_Given instruction_
Copy everything from the line with "Someone flagged black" down to the line with "[267,190,290,214]" in the data below, substituting "model's" for "woman's" and leaving all else unchanged.

_The records_
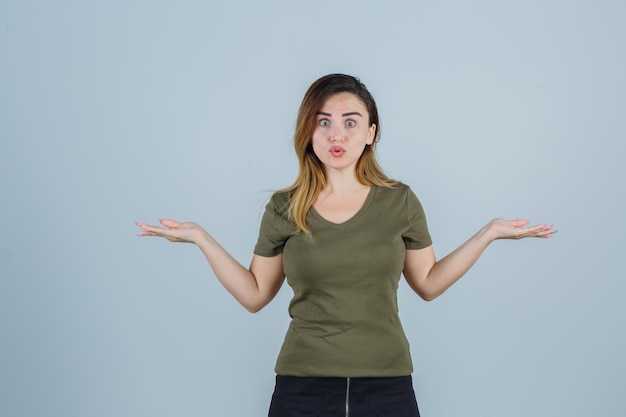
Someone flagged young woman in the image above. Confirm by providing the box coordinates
[138,74,555,417]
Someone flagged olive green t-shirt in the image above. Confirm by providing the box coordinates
[254,184,431,377]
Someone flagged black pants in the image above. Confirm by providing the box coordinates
[269,375,420,417]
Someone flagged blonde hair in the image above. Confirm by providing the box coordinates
[282,74,398,234]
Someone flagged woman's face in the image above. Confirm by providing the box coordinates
[312,93,376,173]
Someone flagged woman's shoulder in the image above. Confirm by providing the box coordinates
[375,181,413,196]
[267,190,290,214]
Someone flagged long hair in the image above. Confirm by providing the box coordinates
[283,74,397,234]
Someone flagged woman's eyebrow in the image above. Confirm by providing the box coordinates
[315,111,363,117]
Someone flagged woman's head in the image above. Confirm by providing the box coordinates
[286,74,397,233]
[294,74,380,174]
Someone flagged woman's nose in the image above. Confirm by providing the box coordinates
[330,127,345,142]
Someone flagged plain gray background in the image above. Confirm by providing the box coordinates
[0,0,626,417]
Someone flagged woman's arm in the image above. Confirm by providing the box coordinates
[403,219,556,301]
[137,220,285,313]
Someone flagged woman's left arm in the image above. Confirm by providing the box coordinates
[403,219,556,301]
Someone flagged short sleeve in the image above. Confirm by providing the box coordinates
[402,187,432,249]
[254,193,294,257]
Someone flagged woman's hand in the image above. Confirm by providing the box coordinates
[487,219,557,240]
[137,219,206,244]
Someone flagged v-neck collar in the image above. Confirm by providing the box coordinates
[309,185,377,229]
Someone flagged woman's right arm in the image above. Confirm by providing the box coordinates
[137,220,285,313]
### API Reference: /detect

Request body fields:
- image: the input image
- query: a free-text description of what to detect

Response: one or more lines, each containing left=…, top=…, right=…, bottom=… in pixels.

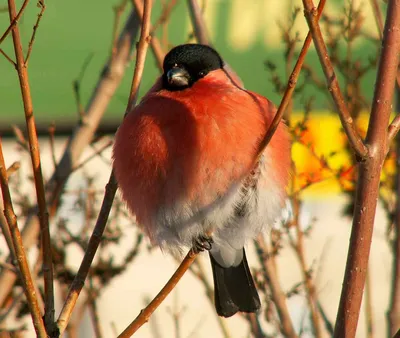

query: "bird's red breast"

left=114, top=69, right=290, bottom=240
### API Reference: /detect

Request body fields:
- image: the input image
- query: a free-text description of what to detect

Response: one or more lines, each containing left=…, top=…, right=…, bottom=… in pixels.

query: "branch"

left=57, top=172, right=117, bottom=335
left=303, top=0, right=368, bottom=159
left=258, top=0, right=326, bottom=155
left=0, top=0, right=29, bottom=44
left=25, top=0, right=46, bottom=67
left=8, top=0, right=54, bottom=333
left=0, top=7, right=139, bottom=306
left=188, top=0, right=211, bottom=46
left=0, top=141, right=47, bottom=338
left=132, top=0, right=165, bottom=72
left=255, top=235, right=297, bottom=338
left=118, top=249, right=197, bottom=338
left=334, top=0, right=400, bottom=338
left=387, top=114, right=400, bottom=146
left=57, top=0, right=152, bottom=334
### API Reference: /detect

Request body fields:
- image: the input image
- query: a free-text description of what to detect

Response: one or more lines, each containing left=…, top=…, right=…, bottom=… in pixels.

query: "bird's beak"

left=167, top=67, right=190, bottom=87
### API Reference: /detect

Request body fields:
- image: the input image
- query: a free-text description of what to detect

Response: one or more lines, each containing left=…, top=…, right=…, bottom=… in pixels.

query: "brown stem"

left=365, top=269, right=374, bottom=338
left=255, top=236, right=297, bottom=338
left=188, top=0, right=211, bottom=45
left=118, top=250, right=197, bottom=338
left=303, top=0, right=368, bottom=159
left=258, top=0, right=326, bottom=156
left=25, top=0, right=46, bottom=67
left=334, top=0, right=400, bottom=338
left=0, top=11, right=139, bottom=306
left=8, top=0, right=54, bottom=332
left=57, top=172, right=117, bottom=335
left=387, top=94, right=400, bottom=337
left=126, top=0, right=153, bottom=113
left=0, top=140, right=47, bottom=338
left=370, top=0, right=383, bottom=39
left=0, top=0, right=29, bottom=44
left=132, top=0, right=165, bottom=72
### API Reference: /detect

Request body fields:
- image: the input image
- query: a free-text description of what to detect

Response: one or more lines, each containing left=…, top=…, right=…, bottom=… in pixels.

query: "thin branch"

left=188, top=0, right=211, bottom=45
left=0, top=0, right=29, bottom=44
left=8, top=0, right=54, bottom=333
left=0, top=11, right=139, bottom=306
left=118, top=249, right=197, bottom=338
left=370, top=0, right=383, bottom=40
left=25, top=0, right=46, bottom=67
left=57, top=172, right=117, bottom=335
left=258, top=0, right=326, bottom=155
left=334, top=0, right=400, bottom=338
left=126, top=0, right=153, bottom=109
left=0, top=140, right=47, bottom=338
left=255, top=235, right=297, bottom=338
left=387, top=114, right=400, bottom=145
left=132, top=0, right=165, bottom=72
left=303, top=0, right=368, bottom=160
left=0, top=48, right=17, bottom=67
left=57, top=0, right=152, bottom=334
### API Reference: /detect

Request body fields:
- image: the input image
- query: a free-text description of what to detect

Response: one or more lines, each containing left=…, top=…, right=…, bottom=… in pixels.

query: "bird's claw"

left=193, top=235, right=214, bottom=253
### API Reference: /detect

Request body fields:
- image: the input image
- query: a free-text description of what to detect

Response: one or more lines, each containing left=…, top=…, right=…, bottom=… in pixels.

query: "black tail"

left=210, top=249, right=261, bottom=317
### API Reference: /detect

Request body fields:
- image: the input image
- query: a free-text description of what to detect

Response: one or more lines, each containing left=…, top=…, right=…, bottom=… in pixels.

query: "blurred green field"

left=0, top=0, right=384, bottom=130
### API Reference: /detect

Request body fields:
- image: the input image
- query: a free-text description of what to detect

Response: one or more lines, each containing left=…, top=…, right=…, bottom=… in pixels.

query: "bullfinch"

left=113, top=44, right=291, bottom=317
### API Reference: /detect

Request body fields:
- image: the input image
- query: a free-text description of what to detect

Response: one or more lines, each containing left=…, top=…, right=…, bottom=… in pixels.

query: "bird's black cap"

left=163, top=44, right=224, bottom=90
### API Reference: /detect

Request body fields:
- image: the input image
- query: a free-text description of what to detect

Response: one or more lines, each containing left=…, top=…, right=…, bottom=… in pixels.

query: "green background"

left=0, top=0, right=382, bottom=131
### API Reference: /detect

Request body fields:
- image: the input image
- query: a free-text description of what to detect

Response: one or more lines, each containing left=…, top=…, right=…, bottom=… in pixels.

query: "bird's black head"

left=163, top=44, right=224, bottom=91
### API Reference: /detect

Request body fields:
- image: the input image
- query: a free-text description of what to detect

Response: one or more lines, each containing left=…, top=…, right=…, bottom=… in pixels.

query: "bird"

left=112, top=44, right=291, bottom=317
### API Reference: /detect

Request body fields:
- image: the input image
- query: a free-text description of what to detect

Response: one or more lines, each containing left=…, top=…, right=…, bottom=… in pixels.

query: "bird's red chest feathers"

left=114, top=70, right=290, bottom=232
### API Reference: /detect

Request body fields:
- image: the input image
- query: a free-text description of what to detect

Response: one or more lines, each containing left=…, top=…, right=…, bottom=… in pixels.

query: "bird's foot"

left=193, top=235, right=214, bottom=253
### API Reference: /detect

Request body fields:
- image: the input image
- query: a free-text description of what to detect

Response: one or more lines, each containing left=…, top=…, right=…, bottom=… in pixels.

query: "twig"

left=49, top=122, right=57, bottom=169
left=290, top=195, right=322, bottom=338
left=364, top=268, right=374, bottom=338
left=0, top=48, right=17, bottom=67
left=188, top=0, right=211, bottom=45
left=150, top=0, right=178, bottom=35
left=255, top=235, right=297, bottom=338
left=0, top=11, right=139, bottom=306
left=0, top=140, right=47, bottom=338
left=387, top=93, right=400, bottom=336
left=111, top=0, right=128, bottom=59
left=8, top=0, right=54, bottom=333
left=370, top=0, right=383, bottom=40
left=118, top=249, right=197, bottom=338
left=258, top=0, right=326, bottom=156
left=57, top=172, right=117, bottom=335
left=0, top=0, right=29, bottom=44
left=25, top=0, right=46, bottom=67
left=57, top=0, right=152, bottom=334
left=387, top=113, right=400, bottom=146
left=303, top=0, right=368, bottom=160
left=334, top=1, right=400, bottom=338
left=132, top=0, right=165, bottom=72
left=126, top=0, right=153, bottom=109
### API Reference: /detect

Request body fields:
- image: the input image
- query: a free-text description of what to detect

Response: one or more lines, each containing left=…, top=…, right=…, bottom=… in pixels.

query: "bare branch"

left=0, top=140, right=47, bottom=338
left=258, top=0, right=326, bottom=156
left=57, top=173, right=117, bottom=335
left=334, top=0, right=400, bottom=338
left=0, top=48, right=17, bottom=67
left=8, top=0, right=54, bottom=333
left=0, top=0, right=29, bottom=44
left=255, top=235, right=297, bottom=338
left=118, top=249, right=197, bottom=338
left=25, top=0, right=46, bottom=67
left=132, top=0, right=165, bottom=72
left=188, top=0, right=211, bottom=46
left=303, top=0, right=368, bottom=159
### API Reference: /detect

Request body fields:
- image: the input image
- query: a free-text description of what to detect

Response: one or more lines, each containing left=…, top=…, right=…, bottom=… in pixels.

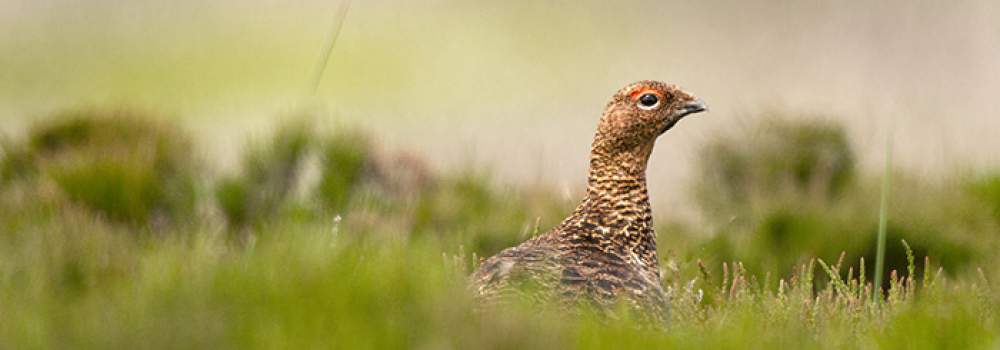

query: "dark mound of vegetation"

left=0, top=110, right=198, bottom=230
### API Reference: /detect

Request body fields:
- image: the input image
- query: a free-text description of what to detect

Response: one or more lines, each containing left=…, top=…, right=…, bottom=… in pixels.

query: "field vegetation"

left=0, top=108, right=1000, bottom=349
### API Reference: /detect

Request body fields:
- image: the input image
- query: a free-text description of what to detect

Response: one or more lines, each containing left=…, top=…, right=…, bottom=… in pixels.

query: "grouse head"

left=594, top=80, right=707, bottom=153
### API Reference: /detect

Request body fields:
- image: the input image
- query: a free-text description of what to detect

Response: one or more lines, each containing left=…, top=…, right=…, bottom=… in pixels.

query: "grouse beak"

left=677, top=98, right=708, bottom=118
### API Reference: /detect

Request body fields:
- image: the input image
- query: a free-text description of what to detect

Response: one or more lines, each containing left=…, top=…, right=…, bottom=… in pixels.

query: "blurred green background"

left=0, top=0, right=1000, bottom=348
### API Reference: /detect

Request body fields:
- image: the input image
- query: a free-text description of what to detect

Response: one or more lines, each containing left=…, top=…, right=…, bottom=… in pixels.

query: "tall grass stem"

left=312, top=0, right=351, bottom=96
left=872, top=125, right=892, bottom=299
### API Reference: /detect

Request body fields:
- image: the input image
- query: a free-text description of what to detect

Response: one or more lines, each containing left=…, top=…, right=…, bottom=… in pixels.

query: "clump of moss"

left=696, top=115, right=856, bottom=217
left=15, top=110, right=197, bottom=226
left=316, top=131, right=372, bottom=212
left=697, top=118, right=976, bottom=282
left=215, top=122, right=313, bottom=228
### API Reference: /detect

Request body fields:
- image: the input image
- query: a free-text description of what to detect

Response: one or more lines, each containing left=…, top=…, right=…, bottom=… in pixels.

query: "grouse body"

left=471, top=81, right=706, bottom=322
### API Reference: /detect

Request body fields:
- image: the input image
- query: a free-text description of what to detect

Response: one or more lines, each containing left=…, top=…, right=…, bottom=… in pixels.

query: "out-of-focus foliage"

left=0, top=110, right=198, bottom=226
left=696, top=116, right=998, bottom=284
left=215, top=123, right=313, bottom=228
left=0, top=108, right=1000, bottom=349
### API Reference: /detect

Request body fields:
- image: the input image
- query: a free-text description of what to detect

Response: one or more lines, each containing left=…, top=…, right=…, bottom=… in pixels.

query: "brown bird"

left=471, top=81, right=706, bottom=322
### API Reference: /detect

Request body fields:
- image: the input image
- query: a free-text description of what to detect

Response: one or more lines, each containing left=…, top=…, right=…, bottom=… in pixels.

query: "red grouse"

left=471, top=81, right=706, bottom=322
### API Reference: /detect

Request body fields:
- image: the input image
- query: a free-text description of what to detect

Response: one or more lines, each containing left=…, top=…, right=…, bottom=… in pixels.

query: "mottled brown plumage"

left=471, top=81, right=705, bottom=322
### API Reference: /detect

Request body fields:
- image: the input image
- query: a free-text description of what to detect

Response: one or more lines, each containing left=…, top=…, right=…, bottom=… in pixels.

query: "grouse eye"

left=639, top=93, right=660, bottom=111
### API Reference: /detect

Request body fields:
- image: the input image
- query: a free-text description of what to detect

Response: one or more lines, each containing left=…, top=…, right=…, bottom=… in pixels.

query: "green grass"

left=0, top=112, right=1000, bottom=349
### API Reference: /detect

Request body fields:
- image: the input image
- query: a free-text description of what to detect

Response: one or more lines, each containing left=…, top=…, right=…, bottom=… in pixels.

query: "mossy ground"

left=0, top=110, right=1000, bottom=349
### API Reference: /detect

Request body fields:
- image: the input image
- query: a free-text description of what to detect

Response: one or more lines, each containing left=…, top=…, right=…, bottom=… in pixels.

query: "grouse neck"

left=568, top=141, right=658, bottom=270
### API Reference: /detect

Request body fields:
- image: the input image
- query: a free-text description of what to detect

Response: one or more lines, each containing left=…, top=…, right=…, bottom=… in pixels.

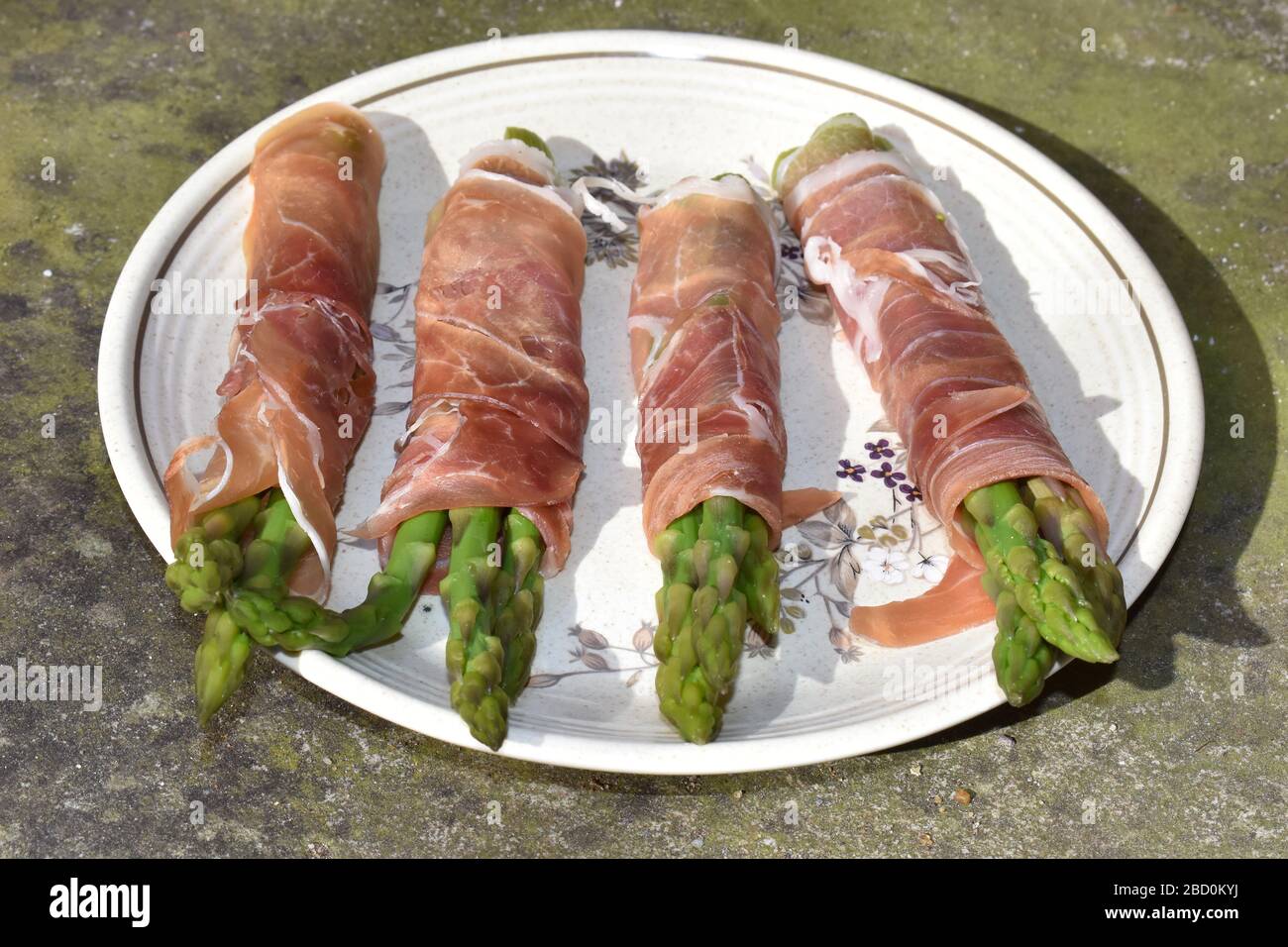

_Answer to this exercise_
Someone flagged black pants in the image above. Confirm by providing the box coordinates
[269,375,420,417]
Someone flagged blonde hair in the image above. Confirm by providing the box coordinates
[282,74,398,234]
Someone flagged model's face in the image above. Confirm by providing the box coordinates
[312,93,376,173]
Someone flagged model's shoulder in the image above. Confirm by providing the box coordinates
[375,181,413,196]
[267,190,290,214]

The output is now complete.